Exercise data
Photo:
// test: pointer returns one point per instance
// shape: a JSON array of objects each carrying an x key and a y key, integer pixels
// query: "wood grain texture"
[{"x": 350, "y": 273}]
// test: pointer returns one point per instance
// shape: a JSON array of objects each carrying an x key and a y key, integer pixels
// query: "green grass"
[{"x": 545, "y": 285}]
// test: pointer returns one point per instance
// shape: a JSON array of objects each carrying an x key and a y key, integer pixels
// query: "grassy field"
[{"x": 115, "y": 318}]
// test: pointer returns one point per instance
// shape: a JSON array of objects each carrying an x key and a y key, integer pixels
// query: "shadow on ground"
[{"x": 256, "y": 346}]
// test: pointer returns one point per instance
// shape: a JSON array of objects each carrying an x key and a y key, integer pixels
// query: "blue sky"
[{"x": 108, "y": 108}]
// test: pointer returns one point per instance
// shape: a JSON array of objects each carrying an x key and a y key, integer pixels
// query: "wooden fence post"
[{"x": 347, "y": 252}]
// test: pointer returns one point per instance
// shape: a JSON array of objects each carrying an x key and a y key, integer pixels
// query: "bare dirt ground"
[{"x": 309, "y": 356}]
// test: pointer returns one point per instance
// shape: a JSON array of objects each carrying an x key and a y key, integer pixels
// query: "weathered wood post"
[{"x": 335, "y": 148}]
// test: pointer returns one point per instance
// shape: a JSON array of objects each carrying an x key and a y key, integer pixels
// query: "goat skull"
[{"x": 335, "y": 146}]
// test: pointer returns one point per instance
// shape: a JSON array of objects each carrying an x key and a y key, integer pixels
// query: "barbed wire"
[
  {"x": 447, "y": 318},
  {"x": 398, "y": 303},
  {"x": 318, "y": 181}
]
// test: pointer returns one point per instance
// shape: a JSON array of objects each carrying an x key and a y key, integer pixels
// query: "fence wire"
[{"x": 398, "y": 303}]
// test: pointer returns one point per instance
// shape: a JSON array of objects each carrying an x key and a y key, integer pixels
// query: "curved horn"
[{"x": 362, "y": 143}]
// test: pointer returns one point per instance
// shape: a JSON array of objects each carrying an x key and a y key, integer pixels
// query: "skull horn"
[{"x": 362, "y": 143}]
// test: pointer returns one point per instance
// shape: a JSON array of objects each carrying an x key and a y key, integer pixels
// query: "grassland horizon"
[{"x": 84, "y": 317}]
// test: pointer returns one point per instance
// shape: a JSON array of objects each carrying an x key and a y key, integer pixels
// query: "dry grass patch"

Your assignment
Return each line of the data exactly as written above.

Solution for this task
Photo:
// test: pointer returns one point per instance
// shape: a JSON array of objects each carrying an x key and a y key, integer pixels
// query: "wood grain texture"
[{"x": 350, "y": 273}]
// test: pointer returns one point per instance
// shape: a JSON array of objects each carrying an x key and a y key, integer pixels
// query: "green grass"
[{"x": 545, "y": 285}]
// test: pointer returns one point per instance
// shape: a JSON array of objects each carrying an x key and a y key, integer pixels
// query: "grassy field"
[{"x": 115, "y": 318}]
// test: pointer returns one point per instance
// shape: a JSON array of objects each carrying an x key and a y key, integer pixels
// query: "shadow on ground"
[{"x": 256, "y": 346}]
// test: pointer returns one point per instance
// shape: a JSON array of objects each carrying an x key and a y key, integer pixels
// query: "blue sky"
[{"x": 108, "y": 108}]
// test: pointer returns one point per instance
// shape: a JSON array of objects each carrying an x key and a y key, integer pixels
// query: "wooden fence post"
[{"x": 347, "y": 252}]
// test: pointer returns one point per instance
// shape: a JSON array of objects each carrying an x key and a y key, integer pixels
// query: "bare dirt ground"
[{"x": 309, "y": 356}]
// test: pointer returns one point per instance
// shape: a JSON array of objects each carrying an x key and a y key, integer pixels
// query: "weathered wood post"
[{"x": 335, "y": 148}]
// test: pointer returns one point per instance
// shape: a JSON array of objects each carrying an x key and a y key, integer pixels
// query: "goat skull"
[{"x": 335, "y": 146}]
// test: pointer returns one point per instance
// shape: a JSON array of objects each carrying an x key and a y key, integer pixels
// query: "barbed wire"
[
  {"x": 447, "y": 318},
  {"x": 398, "y": 303},
  {"x": 318, "y": 181}
]
// test: pointer returns one point per instance
// shape: a JSON array of objects each carrying an x key and a y key, integer pixels
// query: "fence wire"
[{"x": 398, "y": 303}]
// test: pointer returns one point per instance
// shape: a JSON array of objects each carrying an x key and a y key, integer pixels
// query: "curved horn"
[{"x": 362, "y": 143}]
// test: pointer returns one point per instance
// shape: a JSON array of objects each carrying an x key and a y key, integer pixels
// query: "skull horn"
[{"x": 362, "y": 143}]
// test: pointer returns one point per instance
// shape: a JSON array of objects each carrying an x key and a y key, integer pixels
// query: "grassland horizon"
[{"x": 84, "y": 317}]
// test: pointer returns one point per instance
// shape: a JSON array of objects each carrying an x key and a y key, integer pixels
// query: "dry grass patch"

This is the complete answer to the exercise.